WORK INSTRUCTIONS:
Answer these questions using the passage about the Stardust airliner below.
(a) Between which two cities was the flight scheduled to travel?
(b) To what altitude did Stardust tell air traffic control it intended to climb?
(c) How many years later was the plane found?
== PASSAGE ==
Stardust in my eyes

By F.G.Helmke
The following experience shows how typical human behavior often leads to disastrous results: highly trained experts are convinced they know what they are doing.
“A British airliner called Stardust took off on a routine passenger flight across South America. The scheduled British South American Airways flight should have taken under 4 hours to travel from Buenos Aires in Argentina to the Chilean capital Santiago across the Andes mountains. No plane was better suited for crossing the Andes than this one.”
Typical routine. Reliable men, excellent machines.
“At 5pm Stardust radioed its position near to Mendoza. The crew could still see the ground, but ahead the mountains were covered in cloud.”
So far everything went according to plan. But “the flight was to be anything but routine.”
“Just before Stardust was due in Santiago the plane contacted air traffic control. At 5.33 it confirmed it was due to arrive in just 4 minutes. Confident they had crossed the mountains they radioed their time of arrival.”
Then the airplane disappeared. No wreckage was found, the incident remained a mystery.
“It was found 53 years later on a glacier below one of the biggest mountains in the Andes, Mount Tupangato, 50 miles from Santiago.  Research shows that Stardust had obviously been close to landing before it disappeared.
 “The crew was convinced they were crossing the mountains into Chile, but they weren’t. At 5.33 on August 2nd 1947, when they radioed their time of arrival as 5.45, the plane was in fact still on the wrong side of the mountains” and instead of approaching Santiago the aircraft crashed into a glacier.
 “Stardust had told air traffic control that it intended to climb to 24,000ft avoiding the bad weather. From now on the ground was invisible beneath the clouds. On its own bad weather didn’t explain the crash, because its ability to fly high should have guaranteed safety.
“Although they didn’t know it, by trying to fly over the tops of the mountains they were sealing their fate. They were about to encounter an invisible meteorological phenomenon which they knew nothing about: the “jet stream”. This powerful, high altitude wind only develops above the normal weather systems. It blows at speeds of well over 160 km an hour from west to east around the earth, but in 1947 very few planes ever flew high enough to encounter the jet stream, so the phenomenon itself was still largely unknown.
“As Stardust climbed it began to enter the jet stream and slow down dramatically, but the crew had no knowledge of this.
===
== DATA PROVIDED ==
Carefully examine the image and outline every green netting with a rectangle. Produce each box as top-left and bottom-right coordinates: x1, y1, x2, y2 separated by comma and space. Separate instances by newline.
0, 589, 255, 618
===
SOLUTION FOR THIS PROBLEM:
(a) Buenos Aires and Santiago
(b) 24,000ft
(c) 53 years